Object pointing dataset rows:
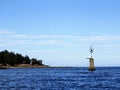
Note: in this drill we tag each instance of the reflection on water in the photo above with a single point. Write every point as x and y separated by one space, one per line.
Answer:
60 79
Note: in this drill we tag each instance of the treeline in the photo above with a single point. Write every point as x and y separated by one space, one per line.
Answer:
12 59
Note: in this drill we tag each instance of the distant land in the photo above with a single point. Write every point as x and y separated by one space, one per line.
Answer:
16 60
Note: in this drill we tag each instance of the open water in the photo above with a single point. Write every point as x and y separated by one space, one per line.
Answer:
104 78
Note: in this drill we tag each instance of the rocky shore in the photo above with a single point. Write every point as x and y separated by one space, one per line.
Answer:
23 66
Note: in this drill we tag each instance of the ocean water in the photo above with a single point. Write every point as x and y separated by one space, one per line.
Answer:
103 78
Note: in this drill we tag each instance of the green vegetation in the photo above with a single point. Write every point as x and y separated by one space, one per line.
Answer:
11 58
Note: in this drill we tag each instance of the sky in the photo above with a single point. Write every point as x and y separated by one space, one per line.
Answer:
60 32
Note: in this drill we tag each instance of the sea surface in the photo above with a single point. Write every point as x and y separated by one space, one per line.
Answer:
103 78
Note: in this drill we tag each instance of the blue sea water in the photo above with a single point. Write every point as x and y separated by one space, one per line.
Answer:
103 78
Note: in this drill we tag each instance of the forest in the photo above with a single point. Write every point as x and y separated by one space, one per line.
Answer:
12 59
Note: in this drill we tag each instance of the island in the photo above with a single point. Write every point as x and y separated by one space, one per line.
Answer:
16 60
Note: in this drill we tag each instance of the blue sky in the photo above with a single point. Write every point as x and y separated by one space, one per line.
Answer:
60 32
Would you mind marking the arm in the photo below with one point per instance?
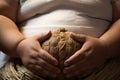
(116, 9)
(112, 36)
(9, 36)
(112, 39)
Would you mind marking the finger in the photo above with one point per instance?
(79, 55)
(48, 66)
(78, 37)
(43, 37)
(47, 57)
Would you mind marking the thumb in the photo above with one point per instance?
(78, 37)
(41, 38)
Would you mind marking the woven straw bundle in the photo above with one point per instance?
(61, 46)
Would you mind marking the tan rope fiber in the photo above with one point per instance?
(14, 69)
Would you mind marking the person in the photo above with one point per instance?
(99, 33)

▸ **WHAT TO WORK ON**: Put the material above into a JSON list of strings with one string per line, skipping blank lines and leaving out the pictures.

▸ **OUTPUT FOR THIS TASK**:
[
  "Note: in this drill we tag each instance of the reflection on water in the photo above with a single point. Write every point as x and y separated by one space, one per line.",
  "Answer:",
  "60 79",
  "Note: in this drill we tag each instance of the treeline in the photo above with a single point. Write every point as x and y separated by one space, one per line.",
  "Answer:",
  "12 59",
  "Note: in this drill we tag each instance of the distant land in the photo above with a single point. Write every point as x and y separated by one space, one per line.",
  "Answer:",
  "16 60",
  "Note: in this drill we tag each instance of the open water in the photo above with a single point. Write every point as x and y separated by one space, one per line.",
  "Answer:",
  "104 78",
  "Note: in this drill we tag each instance of the rocky shore in the photo above with a single point. Write every point as x and y separated by one space, one per line.",
  "Answer:",
  "23 66",
  "Note: in this drill we tag each instance of the ocean water in the photo above with a single point. Write every point as x and y separated by one space, one per line.",
  "Answer:",
  "103 78",
  "Note: in this drill we tag each instance of the green vegetation in the photo above with a single point. Write every point as x and y separated by one space, one per line.",
  "Answer:",
  "11 58",
  "Note: in this drill we tag each instance of the sky in the photo above with a single point. Write every point as x and y separated by one space, one per line.",
  "Answer:",
  "60 32",
  "Note: in this drill we tag each instance of the sea surface in the photo above with a single point. Write every point as x and y separated by one space, one per line.",
  "Answer:",
  "103 78",
  "Note: in this drill we tag each instance of the blue sea water in the photo above with a single point. Write every point as x and y separated by one space, one per line.",
  "Answer:",
  "103 78",
  "Note: in this drill we tag each instance of the forest in the photo above with a single point. Write every point as x and y separated by one space, one per line.",
  "Answer:",
  "12 59",
  "Note: in this drill we tag each instance of the island in the photo above with a single point. Write every point as x and y separated by one space, one per line.",
  "Answer:",
  "16 60",
  "Note: in this drill we tag each instance of the blue sky in the photo above with a single point. Write every point as x and y separated by one space, one per line.",
  "Answer:",
  "60 32",
  "Would you mind marking the arm in the photo below with one point per instance?",
  "(116, 9)",
  "(112, 36)",
  "(9, 36)",
  "(112, 39)",
  "Would you mind marking the finger in the photo above with one point per instance?",
  "(79, 55)",
  "(48, 66)",
  "(78, 37)",
  "(43, 37)",
  "(47, 57)",
  "Would you mind marking the thumb in the photo above with one point per instance?",
  "(78, 37)",
  "(41, 38)",
  "Would you mind marking the woven straw bundle in the photo above with one point per instance?",
  "(61, 46)",
  "Would you mind marking the tan rope fiber in the photo above with one point per instance?",
  "(14, 69)",
  "Would you mind marking the person in the photo above with one point per instance?",
  "(99, 33)"
]